DIRECTIONS
Which lines run from the one containing "positive clicks: (142, 389)" to the end of the listing below? Write them out exactly, both ends included, with nothing else.

________

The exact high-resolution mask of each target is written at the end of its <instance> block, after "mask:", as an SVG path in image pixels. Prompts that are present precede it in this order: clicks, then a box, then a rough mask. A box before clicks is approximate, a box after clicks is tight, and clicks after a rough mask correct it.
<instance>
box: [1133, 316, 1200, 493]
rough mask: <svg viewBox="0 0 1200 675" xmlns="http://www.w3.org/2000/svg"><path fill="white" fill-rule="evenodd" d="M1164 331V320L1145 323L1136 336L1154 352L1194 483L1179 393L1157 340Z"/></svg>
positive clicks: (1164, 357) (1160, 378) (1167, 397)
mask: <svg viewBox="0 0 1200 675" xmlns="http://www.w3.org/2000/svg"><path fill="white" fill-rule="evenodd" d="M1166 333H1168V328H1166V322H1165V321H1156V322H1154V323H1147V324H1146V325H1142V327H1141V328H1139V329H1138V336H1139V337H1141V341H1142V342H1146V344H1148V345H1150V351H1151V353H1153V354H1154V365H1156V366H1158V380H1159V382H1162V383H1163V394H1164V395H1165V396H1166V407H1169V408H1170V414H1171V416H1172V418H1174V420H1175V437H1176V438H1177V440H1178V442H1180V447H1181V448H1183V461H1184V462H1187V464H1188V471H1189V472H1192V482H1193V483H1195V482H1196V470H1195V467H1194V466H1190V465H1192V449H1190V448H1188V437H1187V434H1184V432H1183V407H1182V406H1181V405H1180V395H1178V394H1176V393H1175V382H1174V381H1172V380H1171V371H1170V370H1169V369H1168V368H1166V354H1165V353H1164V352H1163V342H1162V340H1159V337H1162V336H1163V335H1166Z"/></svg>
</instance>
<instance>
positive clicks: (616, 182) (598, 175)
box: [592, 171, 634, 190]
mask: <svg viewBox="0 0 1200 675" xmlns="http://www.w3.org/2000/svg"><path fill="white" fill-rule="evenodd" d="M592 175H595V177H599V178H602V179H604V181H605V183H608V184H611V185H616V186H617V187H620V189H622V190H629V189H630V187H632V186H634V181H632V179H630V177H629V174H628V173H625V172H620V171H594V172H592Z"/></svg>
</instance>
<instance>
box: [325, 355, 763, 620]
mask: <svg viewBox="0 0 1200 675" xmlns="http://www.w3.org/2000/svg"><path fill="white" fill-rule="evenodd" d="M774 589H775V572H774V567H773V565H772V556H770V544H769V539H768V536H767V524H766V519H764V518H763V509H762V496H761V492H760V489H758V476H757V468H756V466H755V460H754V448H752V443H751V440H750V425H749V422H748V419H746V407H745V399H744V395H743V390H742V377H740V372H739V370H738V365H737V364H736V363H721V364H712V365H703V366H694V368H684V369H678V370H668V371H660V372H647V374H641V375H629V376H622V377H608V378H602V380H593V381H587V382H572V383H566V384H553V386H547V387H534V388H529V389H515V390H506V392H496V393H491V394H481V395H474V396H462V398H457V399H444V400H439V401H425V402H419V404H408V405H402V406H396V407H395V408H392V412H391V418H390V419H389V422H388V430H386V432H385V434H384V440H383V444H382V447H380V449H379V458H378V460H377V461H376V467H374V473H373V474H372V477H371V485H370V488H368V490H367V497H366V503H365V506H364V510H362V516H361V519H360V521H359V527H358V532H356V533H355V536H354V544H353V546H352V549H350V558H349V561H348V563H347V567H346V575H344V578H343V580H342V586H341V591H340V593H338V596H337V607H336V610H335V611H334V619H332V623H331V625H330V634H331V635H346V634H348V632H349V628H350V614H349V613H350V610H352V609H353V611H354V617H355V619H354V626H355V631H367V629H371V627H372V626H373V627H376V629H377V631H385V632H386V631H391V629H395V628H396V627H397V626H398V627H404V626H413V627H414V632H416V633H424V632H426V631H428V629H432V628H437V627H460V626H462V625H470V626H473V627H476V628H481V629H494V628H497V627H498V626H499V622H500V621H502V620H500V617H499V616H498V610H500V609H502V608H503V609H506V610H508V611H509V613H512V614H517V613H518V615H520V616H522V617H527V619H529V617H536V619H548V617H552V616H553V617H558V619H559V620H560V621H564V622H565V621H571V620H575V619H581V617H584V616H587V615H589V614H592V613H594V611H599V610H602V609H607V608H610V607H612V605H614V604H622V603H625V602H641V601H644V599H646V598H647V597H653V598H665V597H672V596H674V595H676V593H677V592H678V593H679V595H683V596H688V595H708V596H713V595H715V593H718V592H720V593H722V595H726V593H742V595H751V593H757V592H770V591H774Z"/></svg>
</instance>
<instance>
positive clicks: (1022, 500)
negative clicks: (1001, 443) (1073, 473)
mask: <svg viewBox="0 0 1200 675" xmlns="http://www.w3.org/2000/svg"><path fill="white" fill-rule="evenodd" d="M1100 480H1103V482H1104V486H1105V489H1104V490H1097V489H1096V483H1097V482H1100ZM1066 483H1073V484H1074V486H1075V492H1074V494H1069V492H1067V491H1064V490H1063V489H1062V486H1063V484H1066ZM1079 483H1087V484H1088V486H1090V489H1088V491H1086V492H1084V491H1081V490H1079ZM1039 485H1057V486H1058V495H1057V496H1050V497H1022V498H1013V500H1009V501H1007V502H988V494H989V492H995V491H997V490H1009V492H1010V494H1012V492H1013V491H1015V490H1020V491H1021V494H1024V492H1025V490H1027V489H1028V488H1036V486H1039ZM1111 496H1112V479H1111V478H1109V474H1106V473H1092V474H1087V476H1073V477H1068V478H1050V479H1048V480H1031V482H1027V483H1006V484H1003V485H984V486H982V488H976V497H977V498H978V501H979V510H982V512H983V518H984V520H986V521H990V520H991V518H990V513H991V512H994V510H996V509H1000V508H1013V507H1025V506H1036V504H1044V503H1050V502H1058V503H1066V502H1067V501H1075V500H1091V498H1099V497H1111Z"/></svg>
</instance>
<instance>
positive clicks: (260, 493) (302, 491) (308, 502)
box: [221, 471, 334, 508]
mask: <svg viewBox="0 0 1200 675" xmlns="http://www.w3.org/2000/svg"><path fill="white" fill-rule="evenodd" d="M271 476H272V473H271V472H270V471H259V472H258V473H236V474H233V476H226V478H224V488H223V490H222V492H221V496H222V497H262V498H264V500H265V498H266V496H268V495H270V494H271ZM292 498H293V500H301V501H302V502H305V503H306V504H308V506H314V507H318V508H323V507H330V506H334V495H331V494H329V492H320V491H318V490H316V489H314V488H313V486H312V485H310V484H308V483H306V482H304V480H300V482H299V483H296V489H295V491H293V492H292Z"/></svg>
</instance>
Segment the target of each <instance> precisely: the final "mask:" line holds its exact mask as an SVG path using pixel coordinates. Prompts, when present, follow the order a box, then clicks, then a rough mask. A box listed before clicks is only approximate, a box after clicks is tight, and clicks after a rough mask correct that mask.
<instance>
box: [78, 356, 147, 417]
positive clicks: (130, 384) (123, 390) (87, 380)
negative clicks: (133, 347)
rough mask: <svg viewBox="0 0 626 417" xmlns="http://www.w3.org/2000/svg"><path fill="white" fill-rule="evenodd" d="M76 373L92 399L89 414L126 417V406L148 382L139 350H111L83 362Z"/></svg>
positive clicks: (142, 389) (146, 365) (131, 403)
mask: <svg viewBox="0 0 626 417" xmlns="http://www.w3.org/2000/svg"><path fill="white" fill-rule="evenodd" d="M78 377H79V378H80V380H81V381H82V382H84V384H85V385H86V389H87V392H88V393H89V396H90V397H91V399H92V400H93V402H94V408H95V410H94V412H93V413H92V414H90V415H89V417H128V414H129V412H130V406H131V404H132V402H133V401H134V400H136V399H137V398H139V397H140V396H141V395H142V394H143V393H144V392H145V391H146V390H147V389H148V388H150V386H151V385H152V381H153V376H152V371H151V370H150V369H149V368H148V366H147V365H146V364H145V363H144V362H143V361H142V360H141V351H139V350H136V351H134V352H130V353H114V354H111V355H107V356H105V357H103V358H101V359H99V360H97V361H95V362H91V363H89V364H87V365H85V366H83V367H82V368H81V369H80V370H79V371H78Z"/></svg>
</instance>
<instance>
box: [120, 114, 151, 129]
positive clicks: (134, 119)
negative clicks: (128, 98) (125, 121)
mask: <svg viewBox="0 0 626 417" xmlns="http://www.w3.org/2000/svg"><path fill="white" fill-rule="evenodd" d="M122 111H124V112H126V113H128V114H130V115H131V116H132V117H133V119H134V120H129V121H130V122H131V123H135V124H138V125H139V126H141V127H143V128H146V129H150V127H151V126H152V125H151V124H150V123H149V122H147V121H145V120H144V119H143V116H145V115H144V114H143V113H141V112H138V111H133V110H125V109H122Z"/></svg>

________

REPLY
positive clicks: (142, 389) (146, 365) (131, 403)
mask: <svg viewBox="0 0 626 417" xmlns="http://www.w3.org/2000/svg"><path fill="white" fill-rule="evenodd" d="M78 377H79V378H80V380H81V381H82V382H84V384H85V385H86V389H87V392H88V393H89V396H90V397H91V399H92V400H93V402H94V408H95V410H94V412H93V413H92V414H90V415H89V417H128V414H129V412H130V406H131V404H132V402H133V401H134V400H136V399H137V398H139V397H140V396H141V395H142V394H143V393H144V392H145V391H146V390H147V389H148V388H150V386H151V385H152V381H153V376H152V371H151V370H150V369H149V368H148V366H147V365H146V364H145V363H144V362H143V361H142V360H141V351H139V350H136V351H134V352H130V353H114V354H111V355H107V356H105V357H103V358H101V359H99V360H97V361H95V362H91V363H89V364H87V365H85V366H83V367H82V368H81V369H80V370H79V371H78Z"/></svg>
</instance>
<instance>
box: [120, 114, 151, 129]
positive clicks: (134, 119)
negative clicks: (128, 98) (125, 121)
mask: <svg viewBox="0 0 626 417" xmlns="http://www.w3.org/2000/svg"><path fill="white" fill-rule="evenodd" d="M122 111H124V112H126V113H128V114H130V115H131V116H132V117H133V119H134V120H129V121H130V122H131V123H135V124H138V125H139V126H141V127H143V128H146V129H150V127H151V126H152V125H151V124H150V123H149V122H147V121H145V120H144V119H143V116H145V115H144V114H143V113H141V112H138V111H133V110H125V109H122Z"/></svg>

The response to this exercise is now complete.